▼▼▼

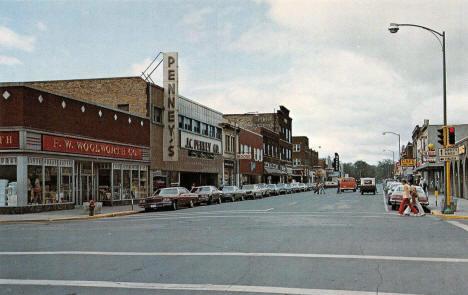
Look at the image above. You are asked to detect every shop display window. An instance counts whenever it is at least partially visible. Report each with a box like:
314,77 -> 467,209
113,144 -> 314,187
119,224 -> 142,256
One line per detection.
0,158 -> 17,207
28,165 -> 43,205
43,166 -> 59,204
122,169 -> 131,199
58,167 -> 73,203
112,169 -> 122,200
140,170 -> 148,198
131,167 -> 140,199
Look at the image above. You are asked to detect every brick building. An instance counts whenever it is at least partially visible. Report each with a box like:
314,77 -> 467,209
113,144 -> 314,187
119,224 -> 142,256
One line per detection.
238,128 -> 264,184
0,83 -> 150,213
22,77 -> 223,189
224,106 -> 293,183
292,136 -> 318,183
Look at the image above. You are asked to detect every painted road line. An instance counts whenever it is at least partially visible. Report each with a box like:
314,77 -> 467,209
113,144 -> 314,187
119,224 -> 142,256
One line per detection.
447,220 -> 468,231
0,279 -> 424,295
89,214 -> 401,222
382,192 -> 388,212
0,251 -> 468,263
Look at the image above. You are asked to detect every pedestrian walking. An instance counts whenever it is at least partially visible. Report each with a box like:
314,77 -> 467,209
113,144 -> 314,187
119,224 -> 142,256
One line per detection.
398,179 -> 418,216
410,181 -> 426,216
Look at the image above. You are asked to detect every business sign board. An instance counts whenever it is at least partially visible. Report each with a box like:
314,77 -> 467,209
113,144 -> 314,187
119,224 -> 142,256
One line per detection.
180,131 -> 223,155
163,52 -> 179,161
42,135 -> 142,160
236,154 -> 252,160
0,131 -> 19,150
401,159 -> 416,167
439,147 -> 458,158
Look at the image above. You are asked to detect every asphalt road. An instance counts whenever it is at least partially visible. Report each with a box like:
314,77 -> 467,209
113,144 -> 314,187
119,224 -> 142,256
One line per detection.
0,189 -> 468,295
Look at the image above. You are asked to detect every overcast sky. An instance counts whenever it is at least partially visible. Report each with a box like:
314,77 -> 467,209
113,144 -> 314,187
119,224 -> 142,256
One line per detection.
0,0 -> 468,163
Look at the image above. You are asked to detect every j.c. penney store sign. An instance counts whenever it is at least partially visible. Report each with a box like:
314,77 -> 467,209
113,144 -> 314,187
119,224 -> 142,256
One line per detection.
180,131 -> 222,154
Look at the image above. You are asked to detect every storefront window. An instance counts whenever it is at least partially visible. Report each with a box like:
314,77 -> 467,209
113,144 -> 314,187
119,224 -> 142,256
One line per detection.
28,165 -> 43,205
112,168 -> 122,200
43,166 -> 58,204
122,169 -> 131,199
0,158 -> 18,207
131,167 -> 140,199
58,167 -> 73,203
140,170 -> 148,198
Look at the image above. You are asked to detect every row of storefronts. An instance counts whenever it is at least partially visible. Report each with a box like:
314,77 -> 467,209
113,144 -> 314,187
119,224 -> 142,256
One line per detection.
0,77 -> 314,213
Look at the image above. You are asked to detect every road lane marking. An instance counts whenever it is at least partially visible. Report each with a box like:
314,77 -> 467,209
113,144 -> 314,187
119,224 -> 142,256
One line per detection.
87,214 -> 400,222
382,192 -> 388,212
0,279 -> 424,295
0,251 -> 468,263
447,220 -> 468,231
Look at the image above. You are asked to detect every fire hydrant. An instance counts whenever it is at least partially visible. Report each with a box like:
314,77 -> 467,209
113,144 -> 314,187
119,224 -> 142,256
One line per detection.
89,200 -> 96,216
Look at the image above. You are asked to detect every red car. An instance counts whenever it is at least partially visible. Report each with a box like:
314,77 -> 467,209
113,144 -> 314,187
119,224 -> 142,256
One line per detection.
139,187 -> 198,211
390,184 -> 429,210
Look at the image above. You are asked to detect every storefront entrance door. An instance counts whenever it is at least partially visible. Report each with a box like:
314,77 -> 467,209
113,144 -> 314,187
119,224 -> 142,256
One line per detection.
79,175 -> 92,204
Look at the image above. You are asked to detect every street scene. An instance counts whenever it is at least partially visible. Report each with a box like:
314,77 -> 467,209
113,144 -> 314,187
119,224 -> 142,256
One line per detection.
0,0 -> 468,295
0,187 -> 468,294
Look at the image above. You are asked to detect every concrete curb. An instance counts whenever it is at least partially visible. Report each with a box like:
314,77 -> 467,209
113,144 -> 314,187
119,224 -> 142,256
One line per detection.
0,211 -> 142,223
431,210 -> 468,219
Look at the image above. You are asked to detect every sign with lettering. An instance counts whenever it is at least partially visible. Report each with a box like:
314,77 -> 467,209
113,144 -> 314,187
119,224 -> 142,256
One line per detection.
42,135 -> 142,160
0,131 -> 19,150
163,52 -> 179,161
401,159 -> 416,167
180,131 -> 223,154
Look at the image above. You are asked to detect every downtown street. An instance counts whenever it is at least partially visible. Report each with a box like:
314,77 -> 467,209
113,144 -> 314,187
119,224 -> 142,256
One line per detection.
0,186 -> 468,295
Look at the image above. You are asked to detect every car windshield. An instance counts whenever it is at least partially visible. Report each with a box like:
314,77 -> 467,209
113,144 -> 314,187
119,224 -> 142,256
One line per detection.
223,186 -> 235,192
157,188 -> 178,196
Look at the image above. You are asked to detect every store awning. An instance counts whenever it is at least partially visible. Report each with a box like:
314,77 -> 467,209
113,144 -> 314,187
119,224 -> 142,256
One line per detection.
414,163 -> 444,171
265,167 -> 286,175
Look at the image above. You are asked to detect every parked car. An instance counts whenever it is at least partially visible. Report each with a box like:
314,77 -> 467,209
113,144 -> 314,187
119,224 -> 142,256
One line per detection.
297,182 -> 307,192
307,182 -> 315,191
340,177 -> 356,192
289,182 -> 301,193
139,187 -> 198,211
192,185 -> 223,205
276,183 -> 288,195
242,184 -> 263,199
267,184 -> 280,196
360,178 -> 377,195
257,183 -> 271,198
222,185 -> 245,202
325,181 -> 338,188
390,184 -> 429,210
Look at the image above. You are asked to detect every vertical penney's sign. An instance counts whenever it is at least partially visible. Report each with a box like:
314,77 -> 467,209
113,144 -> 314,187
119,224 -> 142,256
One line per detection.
163,52 -> 179,161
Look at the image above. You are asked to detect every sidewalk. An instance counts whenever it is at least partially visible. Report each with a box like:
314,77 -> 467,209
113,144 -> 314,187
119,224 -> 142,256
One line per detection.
0,205 -> 143,223
428,193 -> 468,219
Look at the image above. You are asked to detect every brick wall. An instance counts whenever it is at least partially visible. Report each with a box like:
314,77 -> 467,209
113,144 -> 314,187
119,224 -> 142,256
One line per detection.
25,77 -> 149,116
0,86 -> 150,146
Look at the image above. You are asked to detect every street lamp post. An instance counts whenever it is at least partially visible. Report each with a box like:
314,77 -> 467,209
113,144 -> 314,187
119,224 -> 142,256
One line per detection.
388,23 -> 453,214
382,131 -> 401,164
383,149 -> 395,176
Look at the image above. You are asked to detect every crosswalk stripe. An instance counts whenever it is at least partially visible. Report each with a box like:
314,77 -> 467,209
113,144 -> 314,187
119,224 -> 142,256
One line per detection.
0,251 -> 468,263
0,279 -> 424,295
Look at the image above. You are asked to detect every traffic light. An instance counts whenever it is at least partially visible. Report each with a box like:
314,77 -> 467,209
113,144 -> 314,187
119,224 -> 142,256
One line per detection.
447,126 -> 455,144
437,126 -> 446,146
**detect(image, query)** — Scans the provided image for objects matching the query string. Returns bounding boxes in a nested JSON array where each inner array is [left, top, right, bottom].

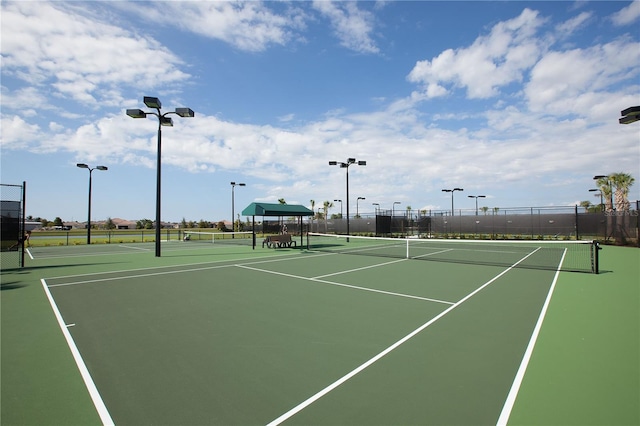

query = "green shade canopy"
[[242, 203, 313, 216]]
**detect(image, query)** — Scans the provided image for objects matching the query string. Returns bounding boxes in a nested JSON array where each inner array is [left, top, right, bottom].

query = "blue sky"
[[1, 1, 640, 221]]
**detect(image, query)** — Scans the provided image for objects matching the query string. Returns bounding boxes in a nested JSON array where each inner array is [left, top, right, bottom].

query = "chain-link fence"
[[0, 183, 26, 270], [294, 205, 640, 244]]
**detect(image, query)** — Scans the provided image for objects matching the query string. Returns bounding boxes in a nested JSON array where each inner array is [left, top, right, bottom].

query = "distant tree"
[[136, 219, 153, 229], [609, 173, 635, 211], [580, 200, 591, 213]]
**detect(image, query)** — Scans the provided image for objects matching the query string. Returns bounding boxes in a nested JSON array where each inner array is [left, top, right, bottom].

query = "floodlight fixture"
[[467, 195, 487, 216], [618, 106, 640, 124], [143, 96, 162, 109], [442, 188, 464, 217], [127, 109, 147, 118], [176, 108, 196, 118]]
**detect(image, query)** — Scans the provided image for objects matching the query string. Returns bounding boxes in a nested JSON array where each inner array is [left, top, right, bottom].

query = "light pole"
[[76, 163, 109, 245], [468, 194, 487, 216], [231, 182, 246, 231], [329, 158, 367, 235], [356, 197, 366, 218], [333, 200, 344, 219], [127, 96, 195, 257], [391, 201, 402, 219], [442, 188, 464, 216]]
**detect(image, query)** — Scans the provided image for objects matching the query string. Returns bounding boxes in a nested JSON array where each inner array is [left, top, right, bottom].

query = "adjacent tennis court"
[[3, 241, 636, 425]]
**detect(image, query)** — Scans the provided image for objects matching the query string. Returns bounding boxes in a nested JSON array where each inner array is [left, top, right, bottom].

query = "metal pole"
[[156, 121, 162, 257], [87, 169, 93, 245], [231, 186, 236, 231], [340, 164, 350, 235]]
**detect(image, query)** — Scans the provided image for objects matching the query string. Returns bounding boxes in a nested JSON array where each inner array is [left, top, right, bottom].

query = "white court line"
[[496, 249, 567, 426], [236, 265, 453, 305], [48, 251, 336, 288], [46, 253, 310, 280], [267, 248, 539, 426], [40, 279, 114, 425], [313, 259, 407, 279], [118, 244, 151, 251]]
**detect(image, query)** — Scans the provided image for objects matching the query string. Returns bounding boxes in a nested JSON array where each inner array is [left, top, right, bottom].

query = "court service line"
[[496, 249, 567, 426], [313, 259, 407, 279], [47, 251, 336, 288], [40, 279, 114, 425], [236, 265, 453, 305], [267, 248, 539, 426]]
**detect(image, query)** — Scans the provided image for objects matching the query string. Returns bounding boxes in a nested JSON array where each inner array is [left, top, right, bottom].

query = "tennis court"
[[3, 235, 636, 425]]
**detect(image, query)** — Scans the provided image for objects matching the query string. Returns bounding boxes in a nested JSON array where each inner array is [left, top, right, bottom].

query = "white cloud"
[[556, 12, 593, 37], [407, 9, 544, 99], [313, 0, 379, 53], [115, 1, 304, 52], [2, 2, 188, 105], [525, 39, 640, 115], [611, 0, 640, 26]]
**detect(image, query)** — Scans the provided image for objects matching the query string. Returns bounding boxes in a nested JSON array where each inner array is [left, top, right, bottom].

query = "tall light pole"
[[356, 197, 366, 218], [329, 158, 367, 235], [333, 200, 344, 219], [468, 194, 487, 216], [442, 188, 464, 218], [231, 182, 246, 231], [391, 201, 402, 219], [76, 163, 109, 245], [127, 96, 195, 257]]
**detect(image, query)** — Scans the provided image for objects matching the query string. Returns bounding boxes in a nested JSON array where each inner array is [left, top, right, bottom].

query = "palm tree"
[[608, 173, 635, 244], [322, 201, 333, 233], [596, 175, 613, 212], [609, 173, 635, 212]]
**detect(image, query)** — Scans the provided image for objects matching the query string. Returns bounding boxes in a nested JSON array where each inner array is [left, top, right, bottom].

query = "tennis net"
[[307, 232, 598, 273], [183, 231, 253, 245]]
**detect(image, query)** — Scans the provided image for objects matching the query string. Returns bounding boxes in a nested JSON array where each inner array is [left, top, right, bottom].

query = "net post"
[[591, 241, 602, 274]]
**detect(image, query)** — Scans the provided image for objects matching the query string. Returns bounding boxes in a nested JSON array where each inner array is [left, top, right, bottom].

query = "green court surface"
[[0, 241, 640, 425]]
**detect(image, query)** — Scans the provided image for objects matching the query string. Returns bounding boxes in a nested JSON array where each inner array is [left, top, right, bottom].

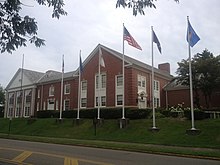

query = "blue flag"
[[152, 30, 161, 54], [79, 56, 83, 72], [186, 20, 200, 47]]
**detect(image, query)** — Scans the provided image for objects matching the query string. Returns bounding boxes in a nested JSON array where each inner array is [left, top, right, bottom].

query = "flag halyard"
[[79, 55, 83, 72], [186, 20, 200, 47], [152, 29, 162, 54], [99, 47, 105, 67], [124, 27, 142, 50]]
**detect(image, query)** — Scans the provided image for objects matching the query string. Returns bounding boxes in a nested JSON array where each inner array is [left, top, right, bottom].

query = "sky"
[[0, 0, 220, 87]]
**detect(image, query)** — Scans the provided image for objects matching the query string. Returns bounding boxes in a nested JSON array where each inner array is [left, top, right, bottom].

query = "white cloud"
[[0, 0, 220, 87]]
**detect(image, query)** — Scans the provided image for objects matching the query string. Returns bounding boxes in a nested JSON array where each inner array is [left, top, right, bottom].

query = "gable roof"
[[79, 44, 173, 79], [163, 78, 189, 91], [6, 68, 44, 90], [37, 70, 76, 83]]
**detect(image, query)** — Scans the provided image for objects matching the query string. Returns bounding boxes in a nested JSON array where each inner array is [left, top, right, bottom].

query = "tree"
[[176, 59, 200, 108], [193, 49, 220, 108], [0, 84, 5, 105], [116, 0, 179, 16], [176, 49, 220, 108], [0, 84, 5, 117], [0, 0, 67, 53]]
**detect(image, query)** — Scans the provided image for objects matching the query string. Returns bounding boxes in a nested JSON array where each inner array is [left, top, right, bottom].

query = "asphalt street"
[[0, 139, 220, 165]]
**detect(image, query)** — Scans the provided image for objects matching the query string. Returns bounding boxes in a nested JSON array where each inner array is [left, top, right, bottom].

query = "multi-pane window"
[[17, 91, 22, 104], [81, 98, 87, 107], [8, 107, 13, 117], [142, 80, 146, 87], [96, 96, 106, 106], [117, 95, 123, 105], [101, 96, 106, 106], [37, 89, 40, 99], [64, 84, 70, 94], [96, 74, 106, 89], [116, 75, 123, 86], [101, 74, 106, 88], [154, 80, 160, 91], [154, 98, 160, 107], [82, 81, 87, 90], [138, 81, 141, 87], [64, 99, 70, 111], [25, 90, 31, 103], [49, 86, 54, 96], [9, 93, 14, 104], [24, 103, 31, 117]]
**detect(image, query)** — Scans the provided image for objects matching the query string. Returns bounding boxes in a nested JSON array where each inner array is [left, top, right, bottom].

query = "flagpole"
[[20, 54, 25, 117], [77, 50, 81, 119], [151, 26, 156, 129], [122, 23, 125, 119], [187, 16, 195, 130], [60, 55, 64, 120], [97, 46, 101, 120]]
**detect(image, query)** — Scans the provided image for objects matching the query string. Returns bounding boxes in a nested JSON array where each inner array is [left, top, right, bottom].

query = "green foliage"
[[176, 49, 220, 108], [0, 84, 5, 105], [184, 108, 206, 120], [0, 118, 220, 148], [116, 0, 179, 16], [0, 0, 67, 53], [36, 108, 152, 120]]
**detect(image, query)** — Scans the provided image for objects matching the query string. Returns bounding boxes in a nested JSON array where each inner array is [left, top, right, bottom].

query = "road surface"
[[0, 139, 220, 165]]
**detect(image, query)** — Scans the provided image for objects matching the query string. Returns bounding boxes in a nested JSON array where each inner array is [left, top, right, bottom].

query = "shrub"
[[184, 108, 205, 120], [36, 108, 152, 120]]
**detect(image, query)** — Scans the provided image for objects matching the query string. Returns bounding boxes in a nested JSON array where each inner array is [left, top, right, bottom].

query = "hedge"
[[36, 108, 152, 120], [184, 109, 206, 120]]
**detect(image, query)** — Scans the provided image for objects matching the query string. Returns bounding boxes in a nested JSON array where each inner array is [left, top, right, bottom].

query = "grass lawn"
[[0, 118, 220, 157]]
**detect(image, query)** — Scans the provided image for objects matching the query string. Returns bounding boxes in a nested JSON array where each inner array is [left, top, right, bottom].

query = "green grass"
[[0, 118, 220, 157]]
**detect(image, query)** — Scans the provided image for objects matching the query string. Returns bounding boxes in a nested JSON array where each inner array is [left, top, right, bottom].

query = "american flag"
[[62, 55, 64, 73], [124, 27, 142, 50]]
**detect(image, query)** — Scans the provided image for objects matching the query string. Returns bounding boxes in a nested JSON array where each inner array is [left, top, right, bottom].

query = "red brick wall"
[[35, 49, 174, 110]]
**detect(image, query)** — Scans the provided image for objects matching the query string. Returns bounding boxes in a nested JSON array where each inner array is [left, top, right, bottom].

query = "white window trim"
[[64, 84, 71, 95]]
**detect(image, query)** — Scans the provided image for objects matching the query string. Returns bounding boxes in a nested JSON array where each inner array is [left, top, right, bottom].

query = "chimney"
[[158, 62, 170, 74]]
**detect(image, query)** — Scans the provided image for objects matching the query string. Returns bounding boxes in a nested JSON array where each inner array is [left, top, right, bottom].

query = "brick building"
[[5, 44, 172, 117]]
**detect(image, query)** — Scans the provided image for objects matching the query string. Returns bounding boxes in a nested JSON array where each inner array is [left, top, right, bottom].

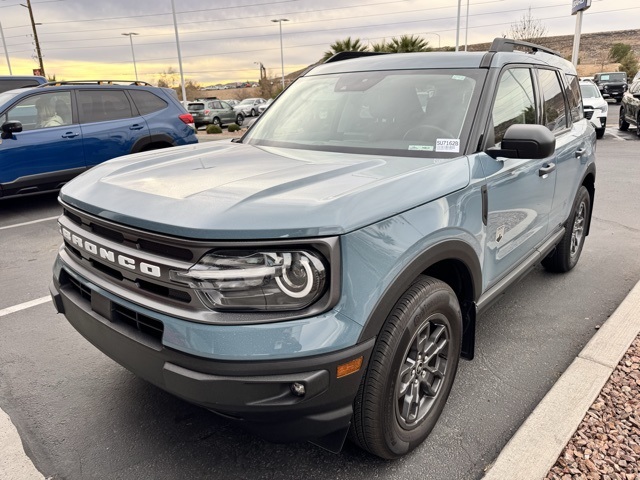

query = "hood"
[[60, 142, 469, 240]]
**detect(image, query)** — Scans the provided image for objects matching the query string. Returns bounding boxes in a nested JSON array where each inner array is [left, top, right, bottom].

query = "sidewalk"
[[484, 282, 640, 480]]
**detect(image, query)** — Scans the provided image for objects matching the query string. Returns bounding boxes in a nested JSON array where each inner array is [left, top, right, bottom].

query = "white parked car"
[[233, 98, 266, 117], [580, 80, 609, 138]]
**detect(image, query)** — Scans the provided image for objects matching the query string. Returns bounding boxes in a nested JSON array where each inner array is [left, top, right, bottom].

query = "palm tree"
[[387, 35, 433, 53], [321, 37, 368, 62], [371, 40, 389, 52]]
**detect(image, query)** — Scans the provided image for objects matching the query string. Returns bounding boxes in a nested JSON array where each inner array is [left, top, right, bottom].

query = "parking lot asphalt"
[[0, 106, 640, 480]]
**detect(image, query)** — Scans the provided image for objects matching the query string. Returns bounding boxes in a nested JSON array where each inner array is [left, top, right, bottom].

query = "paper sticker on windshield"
[[409, 145, 433, 152], [436, 138, 460, 153]]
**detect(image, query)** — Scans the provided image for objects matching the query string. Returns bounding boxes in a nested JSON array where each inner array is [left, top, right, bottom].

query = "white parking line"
[[0, 215, 60, 230], [0, 295, 51, 317]]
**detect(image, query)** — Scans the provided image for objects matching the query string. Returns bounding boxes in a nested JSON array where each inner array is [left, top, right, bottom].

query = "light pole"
[[20, 0, 45, 77], [464, 0, 469, 52], [123, 32, 138, 82], [271, 18, 289, 90], [0, 22, 13, 75], [171, 0, 187, 107], [253, 62, 267, 81]]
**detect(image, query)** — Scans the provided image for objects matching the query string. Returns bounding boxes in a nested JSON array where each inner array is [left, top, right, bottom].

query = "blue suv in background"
[[0, 81, 198, 197]]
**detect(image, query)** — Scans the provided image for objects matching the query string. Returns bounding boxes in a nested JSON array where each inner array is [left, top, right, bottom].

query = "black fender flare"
[[130, 133, 176, 153], [358, 240, 482, 342]]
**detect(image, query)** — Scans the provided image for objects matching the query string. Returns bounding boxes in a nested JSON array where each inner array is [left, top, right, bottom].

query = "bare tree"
[[506, 7, 547, 43]]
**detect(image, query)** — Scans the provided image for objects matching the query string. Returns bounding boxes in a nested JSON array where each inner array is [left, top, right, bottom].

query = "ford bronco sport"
[[51, 38, 596, 458]]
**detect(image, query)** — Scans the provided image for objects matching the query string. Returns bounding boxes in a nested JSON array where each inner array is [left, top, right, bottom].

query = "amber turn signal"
[[336, 357, 362, 378]]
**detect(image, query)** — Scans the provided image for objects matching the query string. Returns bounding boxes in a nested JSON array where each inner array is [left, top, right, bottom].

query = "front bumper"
[[50, 264, 375, 448]]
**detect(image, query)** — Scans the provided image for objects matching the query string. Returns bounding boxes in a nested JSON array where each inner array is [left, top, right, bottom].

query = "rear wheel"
[[618, 107, 629, 132], [542, 186, 591, 272], [350, 276, 462, 459]]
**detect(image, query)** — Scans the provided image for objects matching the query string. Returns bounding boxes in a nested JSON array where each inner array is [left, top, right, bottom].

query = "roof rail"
[[324, 52, 387, 63], [38, 80, 153, 87], [489, 37, 562, 58]]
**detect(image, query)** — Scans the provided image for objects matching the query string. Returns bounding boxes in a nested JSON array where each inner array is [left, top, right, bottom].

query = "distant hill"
[[468, 29, 640, 76]]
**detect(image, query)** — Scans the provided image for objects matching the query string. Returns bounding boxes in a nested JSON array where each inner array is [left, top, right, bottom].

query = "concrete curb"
[[0, 410, 44, 480], [484, 282, 640, 480]]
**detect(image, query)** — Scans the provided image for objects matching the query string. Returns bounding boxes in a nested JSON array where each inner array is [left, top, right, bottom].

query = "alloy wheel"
[[396, 314, 450, 429]]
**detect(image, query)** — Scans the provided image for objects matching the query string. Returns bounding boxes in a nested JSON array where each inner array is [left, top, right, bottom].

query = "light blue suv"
[[51, 38, 596, 458], [0, 80, 198, 197]]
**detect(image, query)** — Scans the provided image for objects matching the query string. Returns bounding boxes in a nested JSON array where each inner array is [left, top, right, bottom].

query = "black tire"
[[542, 186, 591, 273], [349, 276, 462, 459], [618, 107, 629, 132]]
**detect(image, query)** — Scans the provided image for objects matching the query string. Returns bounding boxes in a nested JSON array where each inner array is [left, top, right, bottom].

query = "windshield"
[[580, 84, 600, 98], [243, 70, 484, 156], [0, 90, 20, 108]]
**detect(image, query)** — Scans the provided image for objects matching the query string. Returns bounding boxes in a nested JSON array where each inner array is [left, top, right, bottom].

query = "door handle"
[[538, 163, 556, 177]]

▲▲▲

= INSTRUCTIONS FOR THE TASK =
Which lines in the entries above contain the word "green"? Report each of them in full, one per line.

= TASK SOLUTION =
query = "green shade canopy"
query = "green court surface"
query = "green foliage"
query = "green grass"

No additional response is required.